→ **設問と課題**
1/ 働き方改革関連法に関する本文の内容を、2文で要約してください。
2/ 働き方改革関連法に関する本文によれば、「同一労働同一賃金のガイドライン」はどの告示に当たりますか。
3/ 働き方改革関連法に関する本文のうち、「③また、同法14条2項で」で始まる段落を、主な事実を保ったまま箇条書きに書き改めてください。

いわゆる「働き方改革関連法」(2018年(平成30年)[1]に成立)により、正社員と非正規労働者との不合理な待遇差の解消に関して、以下のような法改正等が行われました。

①短時間労働者に関する「パートタイム労働法」に有期雇用労働者も組み入れて、通称「パートタイム労働法」[2]は通称「パートタイム・有期雇用労働法」[3]に改称されました。

②不合理な待遇の相違の禁止については、労働契約法20条を削除した上、「パートタイム・有期雇用労働法」8条に一本化した上、条文上「不合理性」の判断の方法・基準が明文化されました。

③また、同法14条2項で、求めがあった場合の事業主の説明義務に待遇の相違の内容と理由の説明が加えられました。そして、説明の方法としては、労働者が内容を理解できるように「資料を活用し、口頭により説明する」ことが基本とされており[4]、待遇差について十分に説明しなかったという事実は、同法8条「その他」の事情に含まれ、不合理性を基礎づける事情として司法判断で考慮されます。[5]

(2)ガイドライン策定

「不合理性」の判断指針が「同一労働同一賃金のガイドライン」(平成30年12月28日厚労省告示430号)です。

待遇の相違が不合理かどうかについての考え方の原則と具体例等が示されています。

(3)点検・検討マニュアルとワークシートの作成。

→ **提供情報**
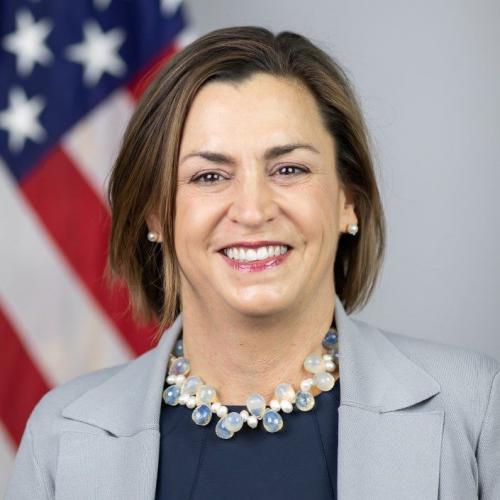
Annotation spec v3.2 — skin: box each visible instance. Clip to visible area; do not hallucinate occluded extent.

→ **出力結果一覧**
1/ 2018年（平成30年）に成立した働き方改革関連法により、「パートタイム労働法」に有期雇用労働者が組み入れられて「パートタイム・有期雇用労働法」に改称され、不合理な待遇の相違の禁止は同法8条に一本化されました。また、同法14条2項で事業主の説明義務に待遇の相違の内容と理由の説明が加えられ、「不合理性」の判断指針として「同一労働同一賃金のガイドライン」が定められています。

2/ 平成30年12月28日厚労省告示430号です。

3/
- 「パートタイム・有期雇用労働法」14条2項で、求めがあった場合の事業主の説明義務に、待遇の相違の内容と理由の説明が加えられた。
- 説明の方法は、労働者が内容を理解できるよう「資料を活用し、口頭により説明する」ことが基本とされている。
- 待遇差を十分に説明しなかった事実は、同法8条の「その他」の事情に含まれ、不合理性を基礎づける事情として司法判断で考慮される。